→ Text excerpt
______

What Is The Reflation Trade?

Reflation is the expectation of a country's economic output to increase due to fiscal & monetary policy stimulus.
Share on facebook
Share on google
Share on twitter
Share on linkedin
Follow me
Latest posts by Arno Venter (see all)

We have a quick question here from Sergio asking, “What exactly is meant by reflation trade?”

Firstly, thanks for the question Sergio So, the reflation trade, in its most basic form is the market hoping that economic growth and inflation will start to rise.

So, when a country is going through a rough patch, let’s say a recession usually have the Central Bank step in to help the economy through the various monetary policy actions such as lowering the interest rates, and in the more unconventional measures like after the global financial crisis, also adopting things like quantitative easing.

Now, there is only so much that a Central Bank can do. They can bump the economy full of money and make that money as cheap as possible by keeping short term interest rates low and obviously by buying longer dated securities like bonds to synthetically keep the longer rates low as well. How much will that help the economy?

______

→ Material
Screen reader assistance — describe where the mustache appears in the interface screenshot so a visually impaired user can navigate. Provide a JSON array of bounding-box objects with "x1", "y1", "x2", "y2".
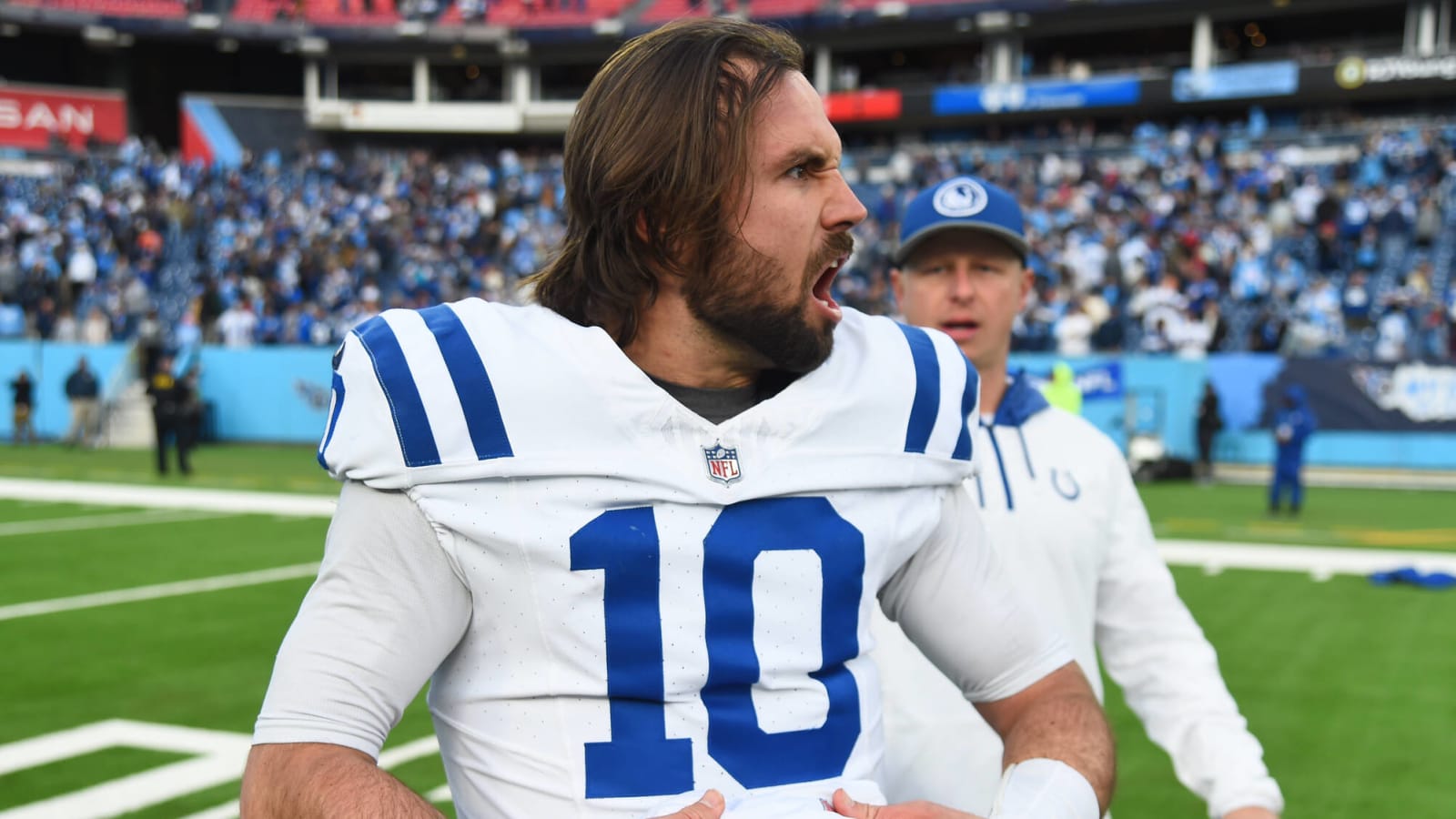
[{"x1": 811, "y1": 233, "x2": 854, "y2": 271}]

______

→ Problems to work on
1) Can you copy the reflation trade text from "Reflation is the" to "like quantitative easing.", substituting "slowdown" for "recession"?
2) In the reflation trade text, what is reflation defined as?

→ Answers to the exercise
1)
Reflation is the expectation of a country's economic output to increase due to fiscal & monetary policy stimulus.
Share on facebook
Share on google
Share on twitter
Share on linkedin
Follow me
Latest posts by Arno Venter (see all)

We have a quick question here from Sergio asking, “What exactly is meant by reflation trade?”

Firstly, thanks for the question Sergio So, the reflation trade, in its most basic form is the market hoping that economic growth and inflation will start to rise.

So, when a country is going through a rough patch, let’s say a slowdown usually have the Central Bank step in to help the economy through the various monetary policy actions such as lowering the interest rates, and in the more unconventional measures like after the global financial crisis, also adopting things like quantitative easing.

2) The expectation of a country's economic output to increase due to fiscal & monetary policy stimulus.